» Work request
Copy the data from the line that contains "the cilantro leaf." to its last line, exactly, including both of those lines and leaving out everything before.

*** Begin section ***

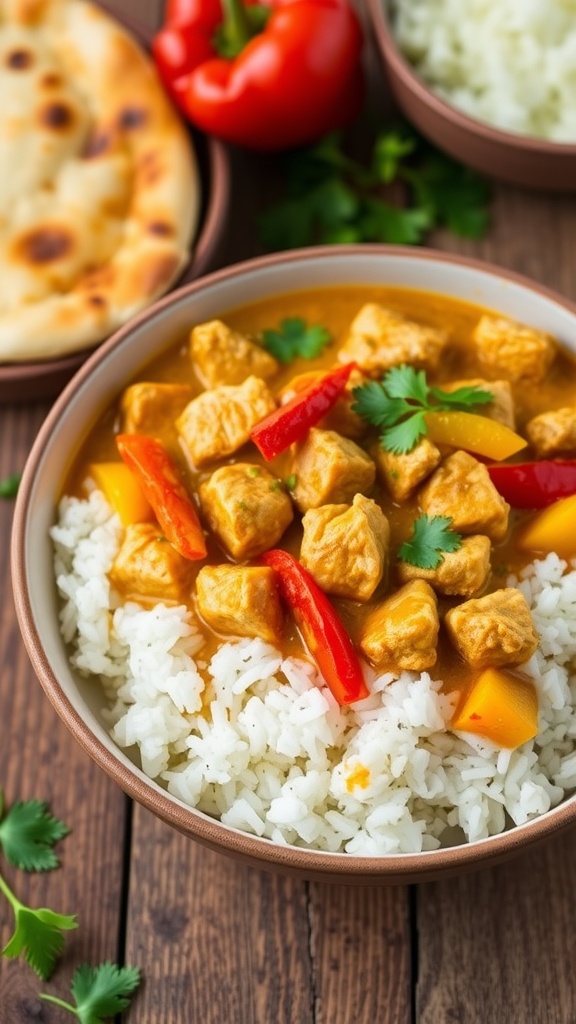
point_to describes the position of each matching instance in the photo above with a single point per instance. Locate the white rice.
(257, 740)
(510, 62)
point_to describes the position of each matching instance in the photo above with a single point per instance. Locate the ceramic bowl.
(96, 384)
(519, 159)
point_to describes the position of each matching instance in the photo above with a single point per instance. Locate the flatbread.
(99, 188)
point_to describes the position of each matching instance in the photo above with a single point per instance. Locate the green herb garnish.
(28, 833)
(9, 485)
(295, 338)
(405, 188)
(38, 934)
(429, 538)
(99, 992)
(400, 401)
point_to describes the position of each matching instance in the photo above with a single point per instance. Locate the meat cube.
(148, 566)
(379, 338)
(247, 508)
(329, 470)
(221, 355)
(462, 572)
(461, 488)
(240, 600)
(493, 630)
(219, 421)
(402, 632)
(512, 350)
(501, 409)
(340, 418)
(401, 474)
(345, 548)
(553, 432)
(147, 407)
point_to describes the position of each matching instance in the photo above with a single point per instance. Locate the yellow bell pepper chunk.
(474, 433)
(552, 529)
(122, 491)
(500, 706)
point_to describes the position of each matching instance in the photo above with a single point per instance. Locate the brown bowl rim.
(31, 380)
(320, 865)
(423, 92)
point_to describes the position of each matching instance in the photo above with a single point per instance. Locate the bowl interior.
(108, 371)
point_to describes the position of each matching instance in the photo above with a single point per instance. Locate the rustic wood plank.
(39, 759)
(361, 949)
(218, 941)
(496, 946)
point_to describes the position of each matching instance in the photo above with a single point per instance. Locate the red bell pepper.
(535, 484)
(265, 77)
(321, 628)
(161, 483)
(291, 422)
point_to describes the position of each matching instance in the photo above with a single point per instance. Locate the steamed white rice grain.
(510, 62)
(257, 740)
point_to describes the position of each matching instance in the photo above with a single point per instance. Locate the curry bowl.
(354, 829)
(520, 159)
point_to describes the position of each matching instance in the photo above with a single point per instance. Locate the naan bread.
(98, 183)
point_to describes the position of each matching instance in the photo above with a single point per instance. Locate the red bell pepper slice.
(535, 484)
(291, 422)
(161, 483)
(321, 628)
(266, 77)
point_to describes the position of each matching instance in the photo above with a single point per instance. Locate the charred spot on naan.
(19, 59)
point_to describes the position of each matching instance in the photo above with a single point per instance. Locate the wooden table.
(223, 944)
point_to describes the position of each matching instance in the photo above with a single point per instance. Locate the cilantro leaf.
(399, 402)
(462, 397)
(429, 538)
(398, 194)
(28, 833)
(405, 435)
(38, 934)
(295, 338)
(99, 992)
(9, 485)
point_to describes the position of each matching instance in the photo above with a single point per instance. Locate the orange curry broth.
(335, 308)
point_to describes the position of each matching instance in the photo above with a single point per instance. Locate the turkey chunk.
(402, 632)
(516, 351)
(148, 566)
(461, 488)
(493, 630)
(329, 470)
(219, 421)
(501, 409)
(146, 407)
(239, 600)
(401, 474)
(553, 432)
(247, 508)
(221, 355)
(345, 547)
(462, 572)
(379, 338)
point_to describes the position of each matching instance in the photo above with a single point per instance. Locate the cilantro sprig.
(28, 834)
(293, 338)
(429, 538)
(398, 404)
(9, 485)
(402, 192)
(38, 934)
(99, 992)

*** End section ***

» Task output
point_to describes the position of each matching instance in the photo above with a single point per instance. Locate the cilantro leaf.
(399, 402)
(462, 397)
(429, 538)
(398, 194)
(28, 833)
(405, 435)
(38, 934)
(295, 338)
(99, 992)
(9, 485)
point_to describes the position of each matching instance in the photo above with a single point per instance. Locate the orange curry broth.
(335, 308)
point_to describes the position of each matching instance in the photo above with a single point per instance. Locate the turkey chunk.
(402, 632)
(516, 351)
(148, 566)
(461, 488)
(493, 630)
(329, 470)
(219, 421)
(501, 409)
(146, 407)
(239, 600)
(401, 474)
(553, 432)
(247, 508)
(221, 355)
(345, 547)
(462, 572)
(379, 338)
point_to describes the position of each matching instance in the photo above with a single point per instance. Locate the cilantro sprig.
(28, 834)
(293, 338)
(429, 538)
(398, 404)
(9, 485)
(402, 192)
(38, 934)
(99, 992)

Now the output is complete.